*What you are asked to do:*
Copy out every one of the entries below, replacing "Highlight-reel tagging" with "Point labeling" wherever it appears and changing nothing else.

*Exercise input:*
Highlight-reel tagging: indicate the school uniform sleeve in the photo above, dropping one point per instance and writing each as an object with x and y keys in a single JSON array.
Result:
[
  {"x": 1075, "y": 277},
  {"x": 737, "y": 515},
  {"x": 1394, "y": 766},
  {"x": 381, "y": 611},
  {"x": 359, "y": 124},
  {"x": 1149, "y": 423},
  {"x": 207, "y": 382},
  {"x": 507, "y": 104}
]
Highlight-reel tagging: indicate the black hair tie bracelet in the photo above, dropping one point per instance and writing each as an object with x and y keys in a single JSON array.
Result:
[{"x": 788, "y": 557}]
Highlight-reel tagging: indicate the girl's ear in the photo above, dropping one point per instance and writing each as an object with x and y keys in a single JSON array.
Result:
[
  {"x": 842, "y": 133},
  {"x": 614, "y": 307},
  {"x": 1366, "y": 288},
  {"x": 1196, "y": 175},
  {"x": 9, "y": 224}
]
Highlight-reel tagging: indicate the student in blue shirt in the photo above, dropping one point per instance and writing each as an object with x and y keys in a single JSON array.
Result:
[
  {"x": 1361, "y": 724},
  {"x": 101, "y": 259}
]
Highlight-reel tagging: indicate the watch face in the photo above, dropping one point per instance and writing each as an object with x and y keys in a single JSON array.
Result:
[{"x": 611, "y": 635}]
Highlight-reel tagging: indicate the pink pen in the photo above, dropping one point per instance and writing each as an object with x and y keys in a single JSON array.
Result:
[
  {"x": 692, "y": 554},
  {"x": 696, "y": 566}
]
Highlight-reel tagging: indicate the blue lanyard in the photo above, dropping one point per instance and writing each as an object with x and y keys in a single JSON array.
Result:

*Final result:*
Point labeling: indicate the school uniform sleeve in the photo above, dropping one point per instance and writing each as an object with x and y keys in a single JSON array.
Result:
[
  {"x": 1075, "y": 277},
  {"x": 737, "y": 515},
  {"x": 1394, "y": 766},
  {"x": 381, "y": 611},
  {"x": 359, "y": 124},
  {"x": 1149, "y": 423},
  {"x": 207, "y": 382},
  {"x": 507, "y": 104}
]
Point labeling: indicate the black hair tie bracelet in the photo above, dropping one point per instance and writing each as an object with x and y keys in a single JSON array.
Result:
[{"x": 788, "y": 557}]
Point labeling: indicate the girl's ear in the photo above, dropping one point per instance and writing each as an object with x and y keys in a single JSON array.
Result:
[
  {"x": 842, "y": 133},
  {"x": 614, "y": 307},
  {"x": 1366, "y": 288},
  {"x": 1196, "y": 175},
  {"x": 9, "y": 224}
]
Point labeling: indicate the student in blue shirt in the photo above, dropping one point per instance and writing each as an object with x and y keys in a single JSON array.
Result:
[
  {"x": 1361, "y": 724},
  {"x": 101, "y": 259}
]
Point labeling: indicate the watch face in the photo above, dropping one point per instance and writing each as an object with x and y keys in a single JSON array.
Result:
[{"x": 611, "y": 635}]
Point labeling: indicate the pink pen in the photo above, dropping one point per instance and writing each as an object with x and y keys in a single JSON array.
Result:
[
  {"x": 692, "y": 554},
  {"x": 696, "y": 566}
]
Point labeling: indicate the blue lanyard in the photo above, dropping one point per instance and writing each as an object with x and y keys in a single JSON array.
Result:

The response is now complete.